╭─ SOURCE DATA
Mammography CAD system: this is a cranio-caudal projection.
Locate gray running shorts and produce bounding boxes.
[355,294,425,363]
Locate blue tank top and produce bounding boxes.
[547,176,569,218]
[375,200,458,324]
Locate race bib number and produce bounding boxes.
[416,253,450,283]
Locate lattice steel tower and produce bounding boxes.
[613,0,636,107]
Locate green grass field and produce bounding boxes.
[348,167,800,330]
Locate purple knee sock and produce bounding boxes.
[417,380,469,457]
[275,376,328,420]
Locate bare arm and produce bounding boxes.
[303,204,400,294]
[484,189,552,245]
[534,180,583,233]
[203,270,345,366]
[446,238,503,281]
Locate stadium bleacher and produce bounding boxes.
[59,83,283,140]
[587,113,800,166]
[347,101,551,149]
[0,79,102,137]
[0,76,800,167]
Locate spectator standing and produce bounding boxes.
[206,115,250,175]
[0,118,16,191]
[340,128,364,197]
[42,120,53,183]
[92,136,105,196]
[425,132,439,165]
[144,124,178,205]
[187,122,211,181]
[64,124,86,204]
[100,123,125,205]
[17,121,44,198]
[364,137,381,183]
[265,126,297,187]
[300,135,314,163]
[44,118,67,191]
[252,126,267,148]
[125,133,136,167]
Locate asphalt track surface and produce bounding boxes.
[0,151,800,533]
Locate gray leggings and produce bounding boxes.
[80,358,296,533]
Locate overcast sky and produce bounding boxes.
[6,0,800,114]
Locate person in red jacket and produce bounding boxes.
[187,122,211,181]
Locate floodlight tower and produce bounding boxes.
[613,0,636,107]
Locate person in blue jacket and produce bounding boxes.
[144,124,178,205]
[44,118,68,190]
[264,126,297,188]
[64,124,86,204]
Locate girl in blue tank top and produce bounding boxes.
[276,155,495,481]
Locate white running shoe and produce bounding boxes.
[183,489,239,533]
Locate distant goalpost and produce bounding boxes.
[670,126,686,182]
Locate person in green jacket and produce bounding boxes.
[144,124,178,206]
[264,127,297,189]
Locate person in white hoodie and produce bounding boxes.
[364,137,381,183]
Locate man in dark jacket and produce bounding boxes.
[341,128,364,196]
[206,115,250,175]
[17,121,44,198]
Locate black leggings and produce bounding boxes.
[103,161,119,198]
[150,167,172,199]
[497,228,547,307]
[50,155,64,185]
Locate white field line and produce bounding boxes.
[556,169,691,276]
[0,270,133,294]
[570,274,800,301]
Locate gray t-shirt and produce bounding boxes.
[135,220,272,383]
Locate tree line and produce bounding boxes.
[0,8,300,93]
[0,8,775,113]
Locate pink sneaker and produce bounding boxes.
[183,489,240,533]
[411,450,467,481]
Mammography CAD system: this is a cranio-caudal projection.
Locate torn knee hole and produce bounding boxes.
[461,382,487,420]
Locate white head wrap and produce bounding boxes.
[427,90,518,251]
╰─
DESCRIPTION OF THE TASK:
Rewrite the lines above, replacing "blue tank top" with "blue singlet" and leaving everything else unchanged.

EXERCISE SOLUTION:
Mammography CAD system: this is a cranio-caudal projection.
Locate gray running shorts and produce bounding boxes.
[355,294,425,363]
Locate blue singlet and produce bounding boxes.
[547,176,569,218]
[375,200,458,324]
Locate race bib number and produce bounding boxes.
[416,253,450,283]
Locate lattice steel tower and produce bounding boxes.
[613,0,636,107]
Locate green grass field and produce bounding boxes.
[348,167,800,330]
Locate purple knee sock and produce bounding boxes.
[417,380,469,457]
[275,376,328,420]
Locate bare arm and produce bounding boxes.
[303,204,400,294]
[484,189,552,245]
[534,180,583,233]
[203,270,345,366]
[446,238,503,281]
Locate stadium bleacher and produce bounding boxes.
[59,83,283,140]
[587,113,800,166]
[347,101,551,149]
[0,79,102,137]
[0,76,800,167]
Locate spectator standing and produce bounding boxes.
[206,115,250,175]
[0,118,16,191]
[340,128,364,197]
[42,120,53,183]
[92,136,105,196]
[425,132,439,165]
[144,124,178,205]
[187,122,211,181]
[64,124,86,204]
[100,123,125,205]
[17,121,44,198]
[364,137,381,183]
[265,126,297,187]
[300,135,314,163]
[44,118,67,191]
[252,126,267,148]
[125,133,136,167]
Locate asphalt track surface and produce bounding boxes.
[0,151,800,533]
Locate gray leggings and produce bounding boxes.
[80,358,296,533]
Locate overcast sky and produce bounding boxes.
[6,0,800,114]
Locate person in red jacket and produce bounding boxes.
[187,122,211,181]
Locate floodlight tower and produce bounding boxes.
[613,0,636,107]
Locate person in blue jacket and produce bounding boxes.
[144,124,178,205]
[44,118,68,190]
[264,126,297,188]
[64,124,86,204]
Locate girl in blue singlet and produce bounding boxes.
[276,155,495,481]
Locate white running shoe and produce bounding boxes.
[183,489,239,533]
Locate distant goalpost and produce bounding boxes.
[670,126,686,182]
Locate person in green jacket and produce bounding boxes.
[144,124,178,206]
[264,127,297,189]
Locate person in white hoodie and produce bounding boxes.
[364,137,381,183]
Locate man in dark jacket and produce bounding boxes.
[341,128,364,196]
[206,115,250,175]
[17,121,44,198]
Locate black leggings and produce bounding boxes.
[103,161,119,198]
[150,167,172,199]
[497,228,547,307]
[50,155,64,185]
Locate white field line and produce bounding boxes.
[556,169,691,276]
[0,270,133,294]
[570,274,800,301]
Locate gray t-shirt and produce bounding boxes.
[135,220,272,383]
Locate tree line and produce bounding boxes.
[0,8,300,93]
[0,8,775,113]
Locate pink sneaker and produce bounding boxes.
[183,489,240,533]
[411,450,467,481]
Mammography CAD system: this is a cranio-caudal projection.
Locate torn knee hole and produce bounding boxes.
[461,382,487,420]
Locate white head wrap and produce bounding boxes.
[427,90,518,251]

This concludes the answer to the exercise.